> _Extract to read_
┄┄┄┄┄┄┄┄┄┄┄┄┄┄┄┄┄┄┄┄
Tuesday, March 29, 2022

Incompatibilism, Compatibilism and Begging the Question

In this episode I discuss a common error among Incompatibilists when trying to argue against Compatibilism and why their attempts at both internal and external critques often fail to even get off the ground. 


Enjoy the show! 

For more on Reformed Theology and Freewill, see the collection HERE.


Monday, March 28, 2022

Incompatibilism, Compatibilism and Begging the Question


It is almost ubiquitous in conversations about freedom of the will for people to be, well, confused. And rightfully so. It is a challenging topic and challenges our assumptions and makes us think about our ideas concepts and how we define and understand terms. Many people will hold to what is called an Incompatibilistic position. That is, they will think that some act being determined and some act being free are, in principle, in conflict with each other; that something simply cannot be determined and free in any significant sense. Thus they will take the word “free” and conceptualize it to mean “not determined” or they will take the word “determined” and conceptualize it to mean “not free.” Now this is all fine and well except for when the debate just is about the nature of freewill and what it means to be determined or free. Especially when they come up against those who hold a Compatibilistic concept of freedom that do not think that something being determined is, in principle, contradictory to something being significantly free. In that discussion, the Incompatibilist must not presume their position (on pain of a question begging fallacy) or try and push their conceptualizations through via definitional fiat (on pain of a special pleading fallacy), but rather they must give independent reasons for why their position is the case and the Compatibilist ought to abandon their position and believe the Incompatibilist position to be the correct one.
┄┄┄┄┄┄┄┄┄┄┄┄┄┄┄┄┄┄┄┄
> _Excerpted data_
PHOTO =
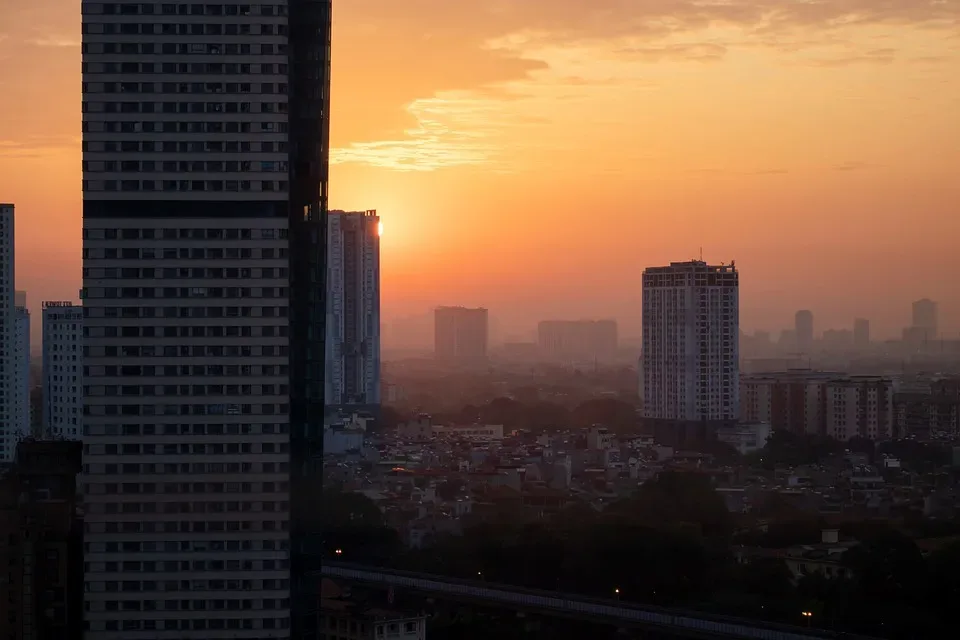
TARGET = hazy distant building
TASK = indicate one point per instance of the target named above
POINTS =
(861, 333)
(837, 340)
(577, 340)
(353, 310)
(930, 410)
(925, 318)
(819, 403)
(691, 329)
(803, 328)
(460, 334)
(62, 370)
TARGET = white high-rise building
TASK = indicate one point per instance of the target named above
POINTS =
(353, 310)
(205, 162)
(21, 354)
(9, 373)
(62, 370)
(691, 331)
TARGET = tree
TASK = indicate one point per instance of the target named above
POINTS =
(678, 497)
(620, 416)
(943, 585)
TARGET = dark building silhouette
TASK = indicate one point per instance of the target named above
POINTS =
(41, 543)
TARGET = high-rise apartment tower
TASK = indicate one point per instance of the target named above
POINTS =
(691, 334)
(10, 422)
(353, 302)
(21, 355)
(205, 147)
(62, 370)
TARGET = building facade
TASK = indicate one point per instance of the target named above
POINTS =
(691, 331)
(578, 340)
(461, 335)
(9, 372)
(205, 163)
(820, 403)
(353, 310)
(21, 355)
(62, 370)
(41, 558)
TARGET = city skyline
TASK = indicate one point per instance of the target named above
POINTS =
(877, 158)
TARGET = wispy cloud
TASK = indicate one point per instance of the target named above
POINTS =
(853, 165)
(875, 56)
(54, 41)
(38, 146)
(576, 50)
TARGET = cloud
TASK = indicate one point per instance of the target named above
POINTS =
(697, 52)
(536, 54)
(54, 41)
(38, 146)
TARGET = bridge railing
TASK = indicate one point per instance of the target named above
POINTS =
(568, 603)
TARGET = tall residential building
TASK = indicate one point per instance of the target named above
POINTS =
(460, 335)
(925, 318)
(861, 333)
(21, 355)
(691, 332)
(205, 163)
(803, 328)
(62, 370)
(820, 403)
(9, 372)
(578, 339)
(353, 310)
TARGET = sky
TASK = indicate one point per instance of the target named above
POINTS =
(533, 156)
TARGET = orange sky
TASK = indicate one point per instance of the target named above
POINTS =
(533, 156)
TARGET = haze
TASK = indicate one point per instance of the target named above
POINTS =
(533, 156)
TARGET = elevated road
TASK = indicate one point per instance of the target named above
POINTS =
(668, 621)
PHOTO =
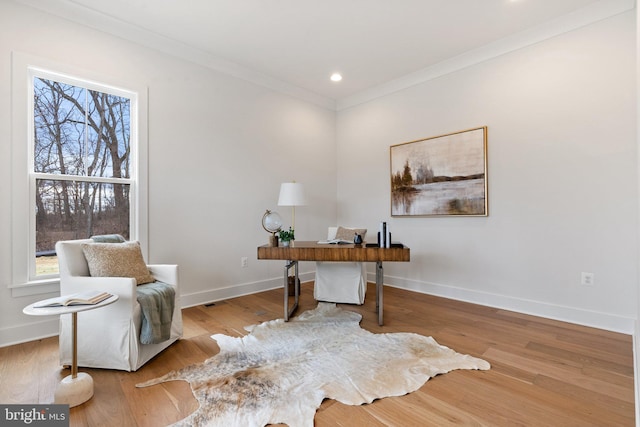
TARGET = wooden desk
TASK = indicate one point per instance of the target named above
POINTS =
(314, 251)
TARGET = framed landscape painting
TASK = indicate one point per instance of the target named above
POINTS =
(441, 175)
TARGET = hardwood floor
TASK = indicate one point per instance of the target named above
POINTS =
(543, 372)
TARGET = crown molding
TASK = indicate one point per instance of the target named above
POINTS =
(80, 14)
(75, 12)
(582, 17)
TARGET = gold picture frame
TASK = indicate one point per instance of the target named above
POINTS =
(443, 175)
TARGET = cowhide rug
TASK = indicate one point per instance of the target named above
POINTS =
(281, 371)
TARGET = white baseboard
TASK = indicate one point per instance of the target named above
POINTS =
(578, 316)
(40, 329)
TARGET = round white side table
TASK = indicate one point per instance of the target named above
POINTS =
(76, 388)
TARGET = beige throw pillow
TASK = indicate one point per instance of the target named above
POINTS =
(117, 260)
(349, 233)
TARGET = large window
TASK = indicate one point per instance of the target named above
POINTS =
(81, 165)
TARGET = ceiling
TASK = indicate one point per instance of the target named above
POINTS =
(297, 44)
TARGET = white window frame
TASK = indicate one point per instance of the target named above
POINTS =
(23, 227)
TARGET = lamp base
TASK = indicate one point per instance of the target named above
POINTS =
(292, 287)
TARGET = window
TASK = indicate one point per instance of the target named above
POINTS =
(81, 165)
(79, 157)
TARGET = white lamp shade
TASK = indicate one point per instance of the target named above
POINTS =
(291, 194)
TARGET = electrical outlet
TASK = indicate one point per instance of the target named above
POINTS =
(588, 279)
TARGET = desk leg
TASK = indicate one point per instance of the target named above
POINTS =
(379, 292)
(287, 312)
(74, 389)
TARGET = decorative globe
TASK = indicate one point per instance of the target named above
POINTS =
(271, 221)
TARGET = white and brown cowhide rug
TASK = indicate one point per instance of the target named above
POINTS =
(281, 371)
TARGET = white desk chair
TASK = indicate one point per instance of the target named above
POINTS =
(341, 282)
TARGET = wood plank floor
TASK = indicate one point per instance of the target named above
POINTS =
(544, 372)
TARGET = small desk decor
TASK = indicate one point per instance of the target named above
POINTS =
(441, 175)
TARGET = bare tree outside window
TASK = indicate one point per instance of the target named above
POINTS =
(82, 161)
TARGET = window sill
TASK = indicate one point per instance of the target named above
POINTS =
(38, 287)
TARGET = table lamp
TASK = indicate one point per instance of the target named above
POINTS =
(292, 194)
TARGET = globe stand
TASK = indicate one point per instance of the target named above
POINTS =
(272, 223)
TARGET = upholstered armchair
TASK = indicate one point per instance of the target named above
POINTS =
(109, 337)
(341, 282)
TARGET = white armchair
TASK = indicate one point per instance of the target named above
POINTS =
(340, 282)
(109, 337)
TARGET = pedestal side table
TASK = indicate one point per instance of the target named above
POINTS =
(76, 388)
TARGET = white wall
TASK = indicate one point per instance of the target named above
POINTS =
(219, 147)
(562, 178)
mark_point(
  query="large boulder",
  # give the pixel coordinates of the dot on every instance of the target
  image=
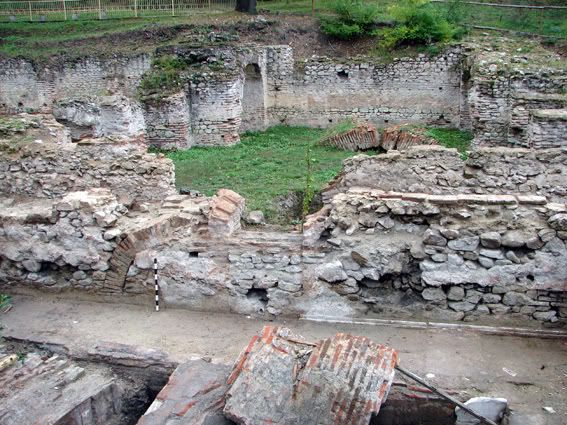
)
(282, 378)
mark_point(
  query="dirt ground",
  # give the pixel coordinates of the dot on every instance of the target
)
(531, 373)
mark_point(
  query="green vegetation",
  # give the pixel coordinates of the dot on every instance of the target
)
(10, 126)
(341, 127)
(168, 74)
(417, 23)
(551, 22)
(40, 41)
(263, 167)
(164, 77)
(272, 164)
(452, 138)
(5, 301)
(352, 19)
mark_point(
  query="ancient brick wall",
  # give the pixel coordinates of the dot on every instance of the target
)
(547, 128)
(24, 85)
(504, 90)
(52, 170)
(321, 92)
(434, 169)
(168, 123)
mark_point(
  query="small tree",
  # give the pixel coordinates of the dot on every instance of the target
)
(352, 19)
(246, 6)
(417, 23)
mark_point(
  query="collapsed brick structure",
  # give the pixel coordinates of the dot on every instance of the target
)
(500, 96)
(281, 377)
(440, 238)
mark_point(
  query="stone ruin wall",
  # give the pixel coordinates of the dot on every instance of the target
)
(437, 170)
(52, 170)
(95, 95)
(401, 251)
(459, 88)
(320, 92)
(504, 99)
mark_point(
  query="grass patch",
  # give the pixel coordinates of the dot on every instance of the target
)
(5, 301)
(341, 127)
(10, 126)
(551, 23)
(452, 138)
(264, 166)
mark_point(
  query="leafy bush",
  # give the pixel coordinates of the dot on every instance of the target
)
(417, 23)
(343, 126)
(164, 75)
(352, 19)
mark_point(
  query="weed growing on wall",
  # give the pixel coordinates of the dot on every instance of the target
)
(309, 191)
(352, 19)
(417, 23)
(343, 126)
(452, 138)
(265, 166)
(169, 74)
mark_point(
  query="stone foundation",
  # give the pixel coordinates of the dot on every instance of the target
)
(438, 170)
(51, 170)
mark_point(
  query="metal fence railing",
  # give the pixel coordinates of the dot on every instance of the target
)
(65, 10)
┄┄┄┄┄┄┄┄┄┄┄┄┄┄┄┄┄┄┄┄
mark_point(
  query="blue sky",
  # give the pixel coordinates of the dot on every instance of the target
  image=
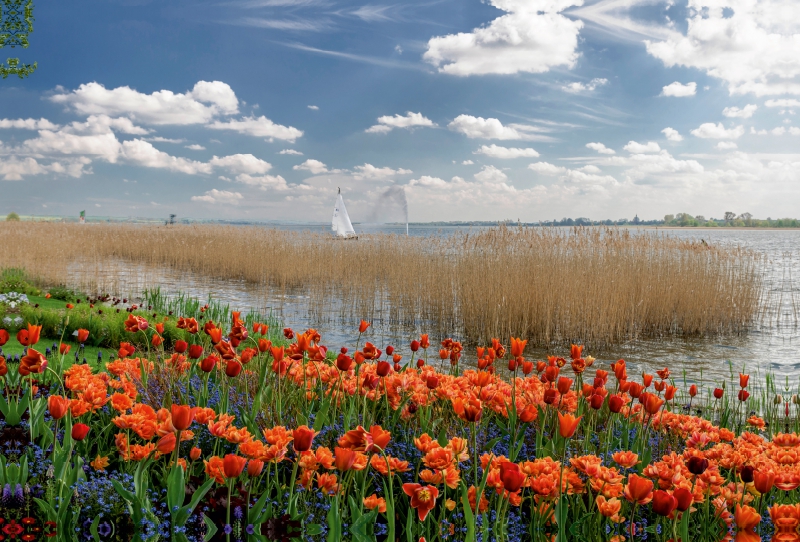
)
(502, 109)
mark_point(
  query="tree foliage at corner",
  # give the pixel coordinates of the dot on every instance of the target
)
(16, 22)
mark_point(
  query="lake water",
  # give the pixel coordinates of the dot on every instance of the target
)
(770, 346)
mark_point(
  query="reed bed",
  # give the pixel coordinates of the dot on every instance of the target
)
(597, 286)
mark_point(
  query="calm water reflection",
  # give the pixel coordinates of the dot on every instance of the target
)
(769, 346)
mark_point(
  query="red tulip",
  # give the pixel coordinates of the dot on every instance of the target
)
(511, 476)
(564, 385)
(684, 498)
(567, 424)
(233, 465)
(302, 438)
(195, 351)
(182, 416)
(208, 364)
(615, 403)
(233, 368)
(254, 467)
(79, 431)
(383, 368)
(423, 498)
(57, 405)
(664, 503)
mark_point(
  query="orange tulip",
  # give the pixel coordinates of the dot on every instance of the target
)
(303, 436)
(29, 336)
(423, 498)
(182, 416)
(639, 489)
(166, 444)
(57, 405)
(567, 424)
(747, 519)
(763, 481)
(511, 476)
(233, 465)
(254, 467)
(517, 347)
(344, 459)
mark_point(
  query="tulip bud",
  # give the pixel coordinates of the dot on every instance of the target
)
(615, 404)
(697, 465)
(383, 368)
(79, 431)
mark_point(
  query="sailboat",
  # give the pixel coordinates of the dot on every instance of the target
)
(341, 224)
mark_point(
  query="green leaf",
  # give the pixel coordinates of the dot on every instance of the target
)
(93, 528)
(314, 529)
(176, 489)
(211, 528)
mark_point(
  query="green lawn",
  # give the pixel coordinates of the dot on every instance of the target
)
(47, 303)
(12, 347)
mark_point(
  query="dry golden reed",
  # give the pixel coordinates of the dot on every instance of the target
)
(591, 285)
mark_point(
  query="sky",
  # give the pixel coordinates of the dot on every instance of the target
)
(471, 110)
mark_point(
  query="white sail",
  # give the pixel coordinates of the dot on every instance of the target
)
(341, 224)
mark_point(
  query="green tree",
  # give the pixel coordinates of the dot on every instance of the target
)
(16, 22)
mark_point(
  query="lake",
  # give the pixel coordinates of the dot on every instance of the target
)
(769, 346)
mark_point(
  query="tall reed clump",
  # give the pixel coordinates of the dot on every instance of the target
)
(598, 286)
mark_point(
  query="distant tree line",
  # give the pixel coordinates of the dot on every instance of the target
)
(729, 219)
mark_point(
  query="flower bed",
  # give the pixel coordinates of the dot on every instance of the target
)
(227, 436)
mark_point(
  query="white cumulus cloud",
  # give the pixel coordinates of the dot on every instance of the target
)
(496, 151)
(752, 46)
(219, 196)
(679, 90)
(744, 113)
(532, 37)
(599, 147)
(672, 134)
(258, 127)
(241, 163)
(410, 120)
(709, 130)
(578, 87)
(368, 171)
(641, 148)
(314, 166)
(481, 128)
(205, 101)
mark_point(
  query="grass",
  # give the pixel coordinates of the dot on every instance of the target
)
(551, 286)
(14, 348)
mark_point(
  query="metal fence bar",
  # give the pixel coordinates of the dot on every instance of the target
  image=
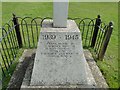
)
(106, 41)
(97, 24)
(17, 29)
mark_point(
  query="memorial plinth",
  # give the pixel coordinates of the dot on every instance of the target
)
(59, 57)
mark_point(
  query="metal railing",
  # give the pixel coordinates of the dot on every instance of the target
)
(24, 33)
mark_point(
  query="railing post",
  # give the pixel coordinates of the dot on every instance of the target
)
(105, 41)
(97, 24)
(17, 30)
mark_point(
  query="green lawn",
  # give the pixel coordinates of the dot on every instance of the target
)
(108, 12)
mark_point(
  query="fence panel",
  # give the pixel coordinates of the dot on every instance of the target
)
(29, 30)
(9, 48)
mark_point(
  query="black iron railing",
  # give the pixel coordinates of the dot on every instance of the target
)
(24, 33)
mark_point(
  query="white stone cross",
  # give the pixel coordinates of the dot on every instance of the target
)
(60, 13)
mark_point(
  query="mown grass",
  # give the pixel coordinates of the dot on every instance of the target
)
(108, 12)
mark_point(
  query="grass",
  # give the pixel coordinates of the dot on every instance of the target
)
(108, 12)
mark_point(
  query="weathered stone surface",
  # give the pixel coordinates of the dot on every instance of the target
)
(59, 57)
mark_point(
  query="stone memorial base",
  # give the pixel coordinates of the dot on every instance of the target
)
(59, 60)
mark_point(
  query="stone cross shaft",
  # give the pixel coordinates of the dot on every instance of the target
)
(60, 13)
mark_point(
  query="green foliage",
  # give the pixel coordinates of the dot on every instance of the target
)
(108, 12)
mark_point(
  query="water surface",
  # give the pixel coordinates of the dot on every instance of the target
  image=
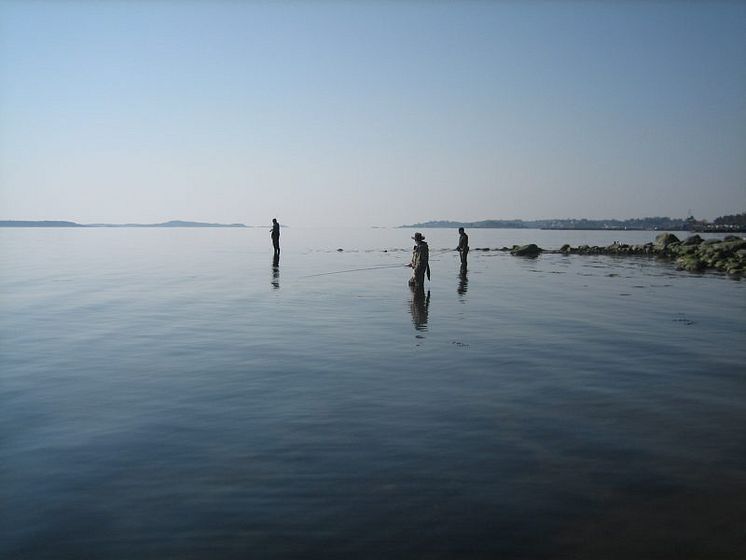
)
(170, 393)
┄┄┄┄┄┄┄┄┄┄┄┄┄┄┄┄┄┄┄┄
> _Written instruction_
Answer these questions about the free will post:
1. What date is given for the post about the episode?
2. According to the post, how do Incompatibilists see an act being determined and an act being free?
3. Which fallacy does the Incompatibilist risk by pushing their ideas through by "definitional fiat"?

> _Correct output_
1. Tuesday, March 29, 2022.
2. They think the two are, in principle, in conflict with each other, so that something cannot be both determined and free in any significant sense.
3. A special pleading fallacy.